__Apply what you read__
- a) Answer these about the excerpt on Paul Bowden below, one answer a line, marked the same way:
(i) During which years was Paul Bowden rector of Saint James' Church?
(ii) What name did the Bowdens give the Innes Hill property?
(iii) Which vestryman resigned over the Bowdens' move out of the Rectory?
- b) Please resume the excerpt on Paul Bowden below, picking up after its last sentence.

── Excerpt

The Rev. Paul Delafield Bowden
10th Rector of Saint James’ Church (1920-1963)
Early Years and Family (cont’d)
On taking up his ministry in 1920, Paul Bowden moved into the recently completed next door Rectory, and on his marriage in 1924, he and Mrs. Bowden resided there and made improvements to the house. However, in 1927, Mrs. Bowden purchased “Innes Hill,” a 150 acre farm near her parents and other family properties on Springs Road. The Bowdens proceeded with plans to build a Neoclassical-style mansion and outbuildings, renaming the property “The Oaks.” Paul and Margaret did not discuss relocation plans with the church until October 1931 when construction was well underway. Vestryman Harry C. Groome of “Airlie” believed that the Rector should live in the Rectory, which had been a major project and financial outlay for the church. Mr. Groome felt strongly and resigned from the Vestry over the issue. The Bowdens moved into The Oaks in January 1933, relinquished the Rectory and that portion of his salary back to the church.
Paul and Margaret Bowden lived happily at The Oaks for the rest of their lives, dedicating themselves to Saint James’ Church, their family, and beyond.

────
── Supplied records

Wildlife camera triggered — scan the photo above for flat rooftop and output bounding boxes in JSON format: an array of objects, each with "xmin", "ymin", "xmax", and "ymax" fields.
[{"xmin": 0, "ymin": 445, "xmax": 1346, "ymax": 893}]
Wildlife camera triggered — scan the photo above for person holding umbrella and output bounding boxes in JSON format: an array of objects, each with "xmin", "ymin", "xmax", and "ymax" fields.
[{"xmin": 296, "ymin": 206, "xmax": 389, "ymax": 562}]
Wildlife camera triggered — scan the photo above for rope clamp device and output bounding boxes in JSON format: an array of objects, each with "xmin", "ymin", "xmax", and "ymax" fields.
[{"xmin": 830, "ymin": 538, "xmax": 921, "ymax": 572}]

────

__Exercise results__
- a)
(i) 1920 to 1963
(ii) The Oaks
(iii) Harry C. Groome

- b)
Church and Community
Those who knew Paul Bowden remembered him as “a jovial, easy-going man, warm and cheerful. He knew and cared about everyone in his congregation and in the town. He was the first person to respond at a parishioner’s home in time of trouble. He took a lively interest in a variety of community and civic activities. He walked up and down Main Street each day, talking and listening to all those he met. He was chaplain of the Warrenton Volunteer Fire Department for twenty-four years and regularly accompanied them to fires; he was a familiar figure in a large apron, cooking hamburgers for the crowd at the Firemen’s Carnival each summer.” He was a Scoutmaster and served on the library, Red Cross and hospital boards.
Beneath his joviality, Mr. Bowden was a serious man. He was an outstanding Biblical scholar, and an expert on Rubrics. He was a man of principle and conviction. Beneath his easy-going nature, he held himself and his congregation to high standards. He met monthly with members of the Chancel Guild, explaining the colors and symbolism of the altar furnishings. During Confirmation classes he took the children throughout the church, explaining the windows, altar furnishings, etc. For the Virginia diocese, he served on the executive committee and later on its standing committee.
Mr. Bowden, a dedicated and revered Rotarian, was known by fellow Rotarians as “Caleb.” In June 1931, he and Mrs. Bowden represented Rotary at its international convention in Vienna, Austria. In 1934-35, he served as District Governor of Rotary International and instituted the International Round Table of Rotary. On stepping down as District Governor, he was presented with a large silver punch bowl by donation from every Rotarian in the State of Virginia.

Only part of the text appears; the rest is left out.